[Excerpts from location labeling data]
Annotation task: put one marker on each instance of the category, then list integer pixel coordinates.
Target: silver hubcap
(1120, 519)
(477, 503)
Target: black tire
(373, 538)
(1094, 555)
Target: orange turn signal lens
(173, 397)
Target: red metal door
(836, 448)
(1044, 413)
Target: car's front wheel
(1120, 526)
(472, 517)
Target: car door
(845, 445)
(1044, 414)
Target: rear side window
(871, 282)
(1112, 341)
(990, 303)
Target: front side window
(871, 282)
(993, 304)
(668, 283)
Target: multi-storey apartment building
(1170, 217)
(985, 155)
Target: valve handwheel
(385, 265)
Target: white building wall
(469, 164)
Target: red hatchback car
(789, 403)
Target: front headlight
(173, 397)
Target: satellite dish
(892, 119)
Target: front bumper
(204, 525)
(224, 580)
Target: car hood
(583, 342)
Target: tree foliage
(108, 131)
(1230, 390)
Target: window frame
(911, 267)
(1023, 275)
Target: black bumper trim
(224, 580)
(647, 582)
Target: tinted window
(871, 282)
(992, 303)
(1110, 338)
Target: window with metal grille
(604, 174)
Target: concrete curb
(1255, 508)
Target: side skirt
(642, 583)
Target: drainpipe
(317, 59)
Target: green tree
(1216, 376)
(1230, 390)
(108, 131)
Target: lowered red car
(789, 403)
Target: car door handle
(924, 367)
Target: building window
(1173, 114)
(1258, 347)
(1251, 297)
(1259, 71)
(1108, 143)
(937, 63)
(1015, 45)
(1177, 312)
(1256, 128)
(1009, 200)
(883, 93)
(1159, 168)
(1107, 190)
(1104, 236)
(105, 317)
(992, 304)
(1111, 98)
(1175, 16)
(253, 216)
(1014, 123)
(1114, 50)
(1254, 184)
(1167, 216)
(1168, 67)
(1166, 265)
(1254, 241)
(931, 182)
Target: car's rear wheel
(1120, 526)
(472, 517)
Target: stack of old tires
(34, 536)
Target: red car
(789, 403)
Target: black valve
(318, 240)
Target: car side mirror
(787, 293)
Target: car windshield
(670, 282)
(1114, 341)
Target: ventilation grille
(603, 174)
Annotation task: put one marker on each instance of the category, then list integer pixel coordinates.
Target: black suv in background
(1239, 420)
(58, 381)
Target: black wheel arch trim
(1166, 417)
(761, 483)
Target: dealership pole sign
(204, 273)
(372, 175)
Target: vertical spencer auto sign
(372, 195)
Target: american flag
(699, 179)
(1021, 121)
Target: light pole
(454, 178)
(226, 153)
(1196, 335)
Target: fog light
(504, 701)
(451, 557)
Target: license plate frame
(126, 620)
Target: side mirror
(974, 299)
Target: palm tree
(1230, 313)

EXERCISE | Render the items as a numbered list, starting at the line containing "Target: car side mirror" and continuing through the last line of the items, with both ends included and any blank lines omitted.

FINISHED TASK |
1. Target: car side mirror
2. (787, 293)
3. Target: car windshield
4. (670, 282)
5. (1114, 341)
6. Target: ventilation grille
7. (603, 174)
8. Annotation task: put one marker on each instance of the category, then list integer pixel coordinates.
9. Target: black suv in background
10. (1239, 420)
11. (58, 381)
12. Target: black wheel arch trim
13. (1166, 417)
14. (761, 483)
15. Target: dealership pole sign
16. (204, 273)
17. (372, 175)
18. Target: vertical spencer auto sign
19. (372, 195)
20. Target: american flag
21. (699, 179)
22. (1021, 121)
23. Target: light pole
24. (454, 178)
25. (226, 153)
26. (1196, 335)
27. Target: fog light
28. (504, 701)
29. (451, 557)
30. Target: license plate frame
31. (126, 620)
32. Target: side mirror
33. (974, 299)
34. Target: palm tree
35. (1230, 313)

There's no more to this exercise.